### 課題
遊びの研究を扱った以下の文章から、「それらを熟考するあいだ、名高」から「ることが明らかになりました。」までを一字一句違えずに書き写してください。

### ページ
※本稿は、イザベル・C・ハウ(著)、高山 真由美(翻訳)『自ら学ぶ子どもの育て方』(KADOKAWA)の一部を再編集したものです。
■銃乱射事件を起こした殺人犯の背景
アメリカの精神科医・スチュアート・ブラウンは50年以上にわたって人間の遊びを研究してきました。ブラウンがこのテーマに興味を持ちはじめたのは、ある惨事が原因でした――1966年にテキサス大学で起こった銃乱射事件です。
当時テキサス大学で精神科の若き助教授として働いていたブラウンは、「タワー委員会」と呼ばれる調査チームに加わりました。委員会の名前は、犯人のチャールズ・ホイットマンが銃を乱射した大学の本館「テキサスタワー」にちなんだものです。
ホイットマンは15人を殺害し、31人を負傷させました。これは当時としてはアメリカ史上最悪の大量殺人事件で、委員会はこの事件が発生した背景を調べ、解き明かすことを命じられたのです。25歳で既婚の学生だった、犯罪歴もないホイットマンが、ふだんは感じがよく頭脳明晰だった男性が、なぜこのような凶行に及んだのか?
■小児精神科医は「もっと遊んでいれば」と嘆いた
4カ月以上にわたって、多分野の専門家を擁する委員会がホイットマンの人生のすべての側面を徹底的に調査しました。過去の断片をつなぎ合わせるにつれ、ホイットマンの暴力的な行動の原因となった可能性のあるものが多数浮かびあがってきました。
それらを熟考するあいだ、名高い小児精神科医で委員会のメンバーでもあったロバート・スタブルフィールドはくり返し遊びの重要性を強調し、「この男がもっと遊んでさえいれば」と嘆きました。
最終的に委員会が満場一致で到達した結論は、ホイットマンが凶行に及んだ根本的な原因は権威主義的な父親からの虐待による慢性的な抑圧である、というものでした(ホイットマンには脳腫瘍もあり、これが扁桃体を圧迫していました。当時の委員会では脳腫瘍の重要性は取り沙汰されなかったのですが、当時から60年近く経過するあいだに脳生理学の理解が格段に進み、神経学の専門家たちが根本原因のもうひとつの可能性として脳腫瘍は当時考えられていたよりもはるかに重要であると認めたのでした)。
■危険な暴力行為に走る人は「遊びの経験」が少なかった
ブラウンは研究助成金を確保し、遊びの意味をさらに探りつづけました。殺人をおかして刑務所に入っていた複数の男性受刑者にインタビューをして、彼らのバックグラウンドを、犯罪歴のない対照群の人々と比較しました。同時に、研究者としての職務の一環として、重大な運転違反で有罪になったのちに自動車事故で死亡した人々の経歴をまとめました。
この調査によって、受刑者と違反運転者のあいだの驚くべき類似が見えてきました。どちらのグループも、それぞれの対照群と比べて、幼いころにそれほど遊んでいなかったのです。この発見により、危険行動や暴力行為をする傾向のある人々には、遊びの経験が著しく不足していることが明らかになりました。
ブラウンは次のように述べています。「わたしが研究対象とした殺人者たちのなかに、友達と取っ組み合いの喧嘩をしたことのある人はひとりもいませんでした。こうしたノーマルな範囲での喧嘩や、ときに対立しながらも友達関係を保つ能力というのは、動物にも人間にも欠かせない基本的な要素のひとつなのです」。

### 対象エントリー
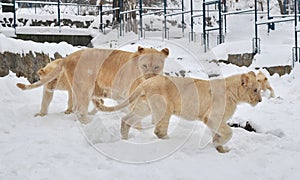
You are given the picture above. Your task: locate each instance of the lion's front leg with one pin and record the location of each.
(222, 136)
(47, 97)
(222, 133)
(161, 128)
(70, 103)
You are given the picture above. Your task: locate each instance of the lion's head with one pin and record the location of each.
(249, 90)
(262, 80)
(48, 68)
(150, 60)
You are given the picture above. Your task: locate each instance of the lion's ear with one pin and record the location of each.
(140, 49)
(244, 80)
(41, 72)
(165, 51)
(252, 73)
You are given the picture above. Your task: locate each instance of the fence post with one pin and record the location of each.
(58, 13)
(141, 18)
(15, 16)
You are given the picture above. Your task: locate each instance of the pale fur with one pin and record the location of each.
(102, 73)
(59, 83)
(264, 83)
(212, 102)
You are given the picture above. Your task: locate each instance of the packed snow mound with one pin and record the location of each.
(99, 131)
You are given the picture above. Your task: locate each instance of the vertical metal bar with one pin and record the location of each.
(141, 18)
(78, 9)
(296, 33)
(255, 28)
(58, 13)
(268, 14)
(204, 24)
(192, 21)
(15, 15)
(182, 16)
(120, 16)
(101, 16)
(220, 23)
(165, 19)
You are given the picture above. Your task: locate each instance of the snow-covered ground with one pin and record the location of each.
(57, 147)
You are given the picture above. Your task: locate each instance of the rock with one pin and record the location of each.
(25, 65)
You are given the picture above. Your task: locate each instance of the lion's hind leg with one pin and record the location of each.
(221, 135)
(162, 124)
(131, 119)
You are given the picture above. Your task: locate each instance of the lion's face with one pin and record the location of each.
(262, 80)
(48, 68)
(151, 61)
(250, 89)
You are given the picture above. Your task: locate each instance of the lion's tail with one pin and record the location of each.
(132, 98)
(49, 77)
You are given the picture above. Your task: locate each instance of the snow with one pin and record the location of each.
(57, 147)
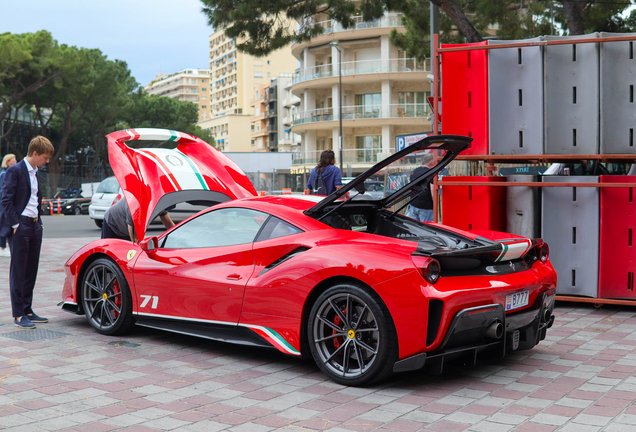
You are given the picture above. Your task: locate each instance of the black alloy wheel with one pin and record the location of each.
(352, 336)
(106, 298)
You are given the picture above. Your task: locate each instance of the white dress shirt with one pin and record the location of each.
(31, 210)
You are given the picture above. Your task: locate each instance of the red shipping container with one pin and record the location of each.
(617, 257)
(465, 93)
(474, 207)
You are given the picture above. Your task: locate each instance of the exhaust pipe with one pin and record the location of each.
(547, 315)
(494, 331)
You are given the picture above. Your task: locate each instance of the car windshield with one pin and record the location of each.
(109, 185)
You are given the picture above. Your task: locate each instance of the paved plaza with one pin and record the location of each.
(65, 376)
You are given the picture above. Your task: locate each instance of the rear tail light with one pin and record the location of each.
(428, 267)
(544, 252)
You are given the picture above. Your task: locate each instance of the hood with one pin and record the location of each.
(153, 179)
(398, 172)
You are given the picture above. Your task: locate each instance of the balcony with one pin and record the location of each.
(349, 156)
(360, 112)
(294, 100)
(332, 26)
(362, 67)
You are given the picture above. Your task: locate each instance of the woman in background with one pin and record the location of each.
(325, 177)
(7, 161)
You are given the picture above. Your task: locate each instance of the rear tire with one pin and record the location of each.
(351, 335)
(106, 298)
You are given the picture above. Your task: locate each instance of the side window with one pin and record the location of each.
(224, 227)
(275, 228)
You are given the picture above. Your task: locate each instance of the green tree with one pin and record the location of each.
(261, 28)
(27, 63)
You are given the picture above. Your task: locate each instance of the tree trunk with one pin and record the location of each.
(456, 14)
(573, 10)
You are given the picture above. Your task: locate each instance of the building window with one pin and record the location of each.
(368, 147)
(368, 105)
(412, 104)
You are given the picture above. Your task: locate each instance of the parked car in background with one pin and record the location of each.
(69, 201)
(107, 194)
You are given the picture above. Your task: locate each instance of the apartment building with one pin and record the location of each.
(270, 128)
(192, 85)
(235, 76)
(383, 92)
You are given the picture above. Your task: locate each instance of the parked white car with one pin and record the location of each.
(107, 194)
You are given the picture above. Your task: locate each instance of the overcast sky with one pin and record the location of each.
(150, 35)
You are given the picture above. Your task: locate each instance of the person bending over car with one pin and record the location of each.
(118, 222)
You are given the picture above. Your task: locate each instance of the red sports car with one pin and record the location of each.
(345, 278)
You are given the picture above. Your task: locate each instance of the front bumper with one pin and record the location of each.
(471, 337)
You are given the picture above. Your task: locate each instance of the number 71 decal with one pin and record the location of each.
(155, 300)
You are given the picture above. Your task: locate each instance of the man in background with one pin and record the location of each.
(20, 222)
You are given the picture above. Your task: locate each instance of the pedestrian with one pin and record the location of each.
(421, 204)
(21, 224)
(118, 222)
(325, 178)
(7, 161)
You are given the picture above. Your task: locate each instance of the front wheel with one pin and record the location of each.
(106, 298)
(351, 335)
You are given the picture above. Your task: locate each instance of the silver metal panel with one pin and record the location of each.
(570, 226)
(571, 89)
(523, 207)
(618, 104)
(516, 99)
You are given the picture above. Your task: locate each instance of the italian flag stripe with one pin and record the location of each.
(274, 338)
(196, 170)
(163, 167)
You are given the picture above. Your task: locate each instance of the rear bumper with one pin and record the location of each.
(469, 340)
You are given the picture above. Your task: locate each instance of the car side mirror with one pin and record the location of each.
(148, 244)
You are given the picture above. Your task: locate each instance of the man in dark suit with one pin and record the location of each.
(21, 224)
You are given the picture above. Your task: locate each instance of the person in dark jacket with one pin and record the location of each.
(20, 222)
(7, 161)
(325, 177)
(421, 205)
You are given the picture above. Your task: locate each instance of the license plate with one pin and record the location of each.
(517, 300)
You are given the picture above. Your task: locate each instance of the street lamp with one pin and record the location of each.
(335, 45)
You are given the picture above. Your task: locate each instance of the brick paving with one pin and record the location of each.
(581, 378)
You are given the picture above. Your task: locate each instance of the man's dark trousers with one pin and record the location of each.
(25, 246)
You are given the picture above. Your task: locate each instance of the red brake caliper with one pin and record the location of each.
(117, 300)
(337, 341)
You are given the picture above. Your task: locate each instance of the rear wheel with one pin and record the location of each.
(352, 336)
(106, 298)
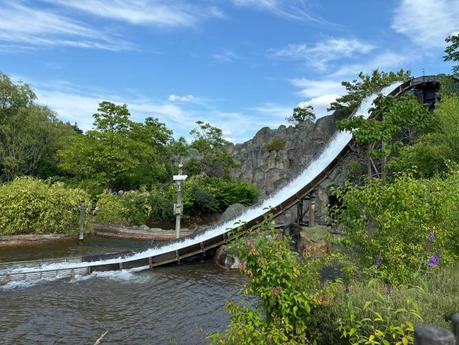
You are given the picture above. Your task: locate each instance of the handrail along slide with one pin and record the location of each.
(119, 261)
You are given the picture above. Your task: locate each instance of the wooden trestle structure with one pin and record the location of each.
(88, 264)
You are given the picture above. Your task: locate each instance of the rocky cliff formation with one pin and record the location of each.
(275, 156)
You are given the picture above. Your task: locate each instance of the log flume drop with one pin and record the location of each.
(211, 237)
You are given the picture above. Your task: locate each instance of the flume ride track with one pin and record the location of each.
(207, 239)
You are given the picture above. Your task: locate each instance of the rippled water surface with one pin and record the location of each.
(170, 305)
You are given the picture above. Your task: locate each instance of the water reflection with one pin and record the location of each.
(171, 305)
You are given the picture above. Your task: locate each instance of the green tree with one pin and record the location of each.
(302, 114)
(433, 151)
(362, 87)
(208, 152)
(118, 153)
(30, 134)
(392, 123)
(452, 52)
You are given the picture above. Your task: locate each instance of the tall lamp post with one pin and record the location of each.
(178, 207)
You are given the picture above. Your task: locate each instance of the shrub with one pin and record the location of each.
(204, 194)
(377, 317)
(287, 295)
(32, 206)
(111, 209)
(400, 229)
(134, 207)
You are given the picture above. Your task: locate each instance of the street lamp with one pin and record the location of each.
(178, 207)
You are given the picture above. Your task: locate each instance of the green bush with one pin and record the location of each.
(32, 206)
(111, 209)
(205, 194)
(288, 295)
(134, 207)
(399, 229)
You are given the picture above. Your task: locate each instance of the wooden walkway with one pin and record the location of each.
(131, 260)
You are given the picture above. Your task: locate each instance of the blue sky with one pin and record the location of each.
(238, 64)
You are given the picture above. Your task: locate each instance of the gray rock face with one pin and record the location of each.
(274, 156)
(232, 212)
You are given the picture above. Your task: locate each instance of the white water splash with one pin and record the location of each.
(334, 147)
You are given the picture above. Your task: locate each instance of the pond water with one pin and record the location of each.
(71, 247)
(170, 305)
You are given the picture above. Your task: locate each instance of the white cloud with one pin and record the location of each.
(275, 111)
(288, 9)
(225, 55)
(385, 60)
(320, 54)
(169, 13)
(426, 22)
(26, 26)
(317, 88)
(183, 99)
(320, 104)
(76, 104)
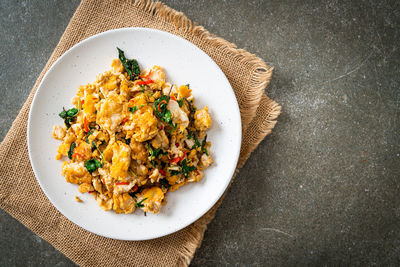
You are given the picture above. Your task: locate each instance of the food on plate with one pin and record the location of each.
(131, 137)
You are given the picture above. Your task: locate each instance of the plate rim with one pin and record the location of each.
(30, 129)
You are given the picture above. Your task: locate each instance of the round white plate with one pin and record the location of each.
(184, 63)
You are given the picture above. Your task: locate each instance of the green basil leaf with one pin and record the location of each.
(131, 65)
(71, 150)
(92, 164)
(72, 112)
(63, 114)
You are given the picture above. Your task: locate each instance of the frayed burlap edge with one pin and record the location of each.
(262, 72)
(257, 99)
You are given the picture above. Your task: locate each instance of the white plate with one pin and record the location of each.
(184, 63)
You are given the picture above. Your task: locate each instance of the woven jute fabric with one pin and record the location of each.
(21, 195)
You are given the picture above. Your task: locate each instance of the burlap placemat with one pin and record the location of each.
(20, 194)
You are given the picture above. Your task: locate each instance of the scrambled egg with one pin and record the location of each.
(130, 138)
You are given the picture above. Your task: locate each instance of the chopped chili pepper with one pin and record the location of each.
(158, 106)
(147, 76)
(85, 124)
(144, 82)
(122, 183)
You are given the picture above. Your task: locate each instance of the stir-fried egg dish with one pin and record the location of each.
(132, 137)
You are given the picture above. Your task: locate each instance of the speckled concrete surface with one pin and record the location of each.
(324, 187)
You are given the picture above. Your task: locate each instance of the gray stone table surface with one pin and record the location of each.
(324, 187)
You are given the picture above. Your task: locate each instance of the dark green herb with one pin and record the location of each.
(92, 164)
(63, 114)
(164, 183)
(71, 150)
(131, 65)
(154, 153)
(190, 135)
(203, 144)
(72, 112)
(94, 147)
(162, 111)
(191, 106)
(68, 116)
(168, 117)
(180, 102)
(186, 169)
(133, 194)
(139, 204)
(87, 136)
(196, 142)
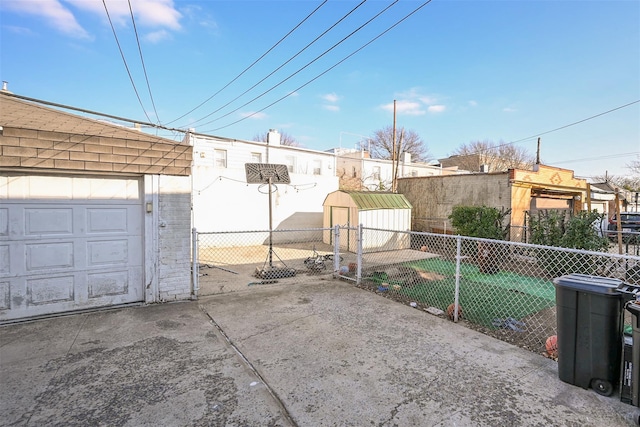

### 解答例
それらを熟考するあいだ、名高い小児精神科医で委員会のメンバーでもあったロバート・スタブルフィールドはくり返し遊びの重要性を強調し、「この男がもっと遊んでさえいれば」と嘆きました。
最終的に委員会が満場一致で到達した結論は、ホイットマンが凶行に及んだ根本的な原因は権威主義的な父親からの虐待による慢性的な抑圧である、というものでした(ホイットマンには脳腫瘍もあり、これが扁桃体を圧迫していました。当時の委員会では脳腫瘍の重要性は取り沙汰されなかったのですが、当時から60年近く経過するあいだに脳生理学の理解が格段に進み、神経学の専門家たちが根本原因のもうひとつの可能性として脳腫瘍は当時考えられていたよりもはるかに重要であると認めたのでした)。
■危険な暴力行為に走る人は「遊びの経験」が少なかった
ブラウンは研究助成金を確保し、遊びの意味をさらに探りつづけました。殺人をおかして刑務所に入っていた複数の男性受刑者にインタビューをして、彼らのバックグラウンドを、犯罪歴のない対照群の人々と比較しました。同時に、研究者としての職務の一環として、重大な運転違反で有罪になったのちに自動車事故で死亡した人々の経歴をまとめました。
この調査によって、受刑者と違反運転者のあいだの驚くべき類似が見えてきました。どちらのグループも、それぞれの対照群と比べて、幼いころにそれほど遊んでいなかったのです。この発見により、危険行動や暴力行為をする傾向のある人々には、遊びの経験が著しく不足していることが明らかになりました。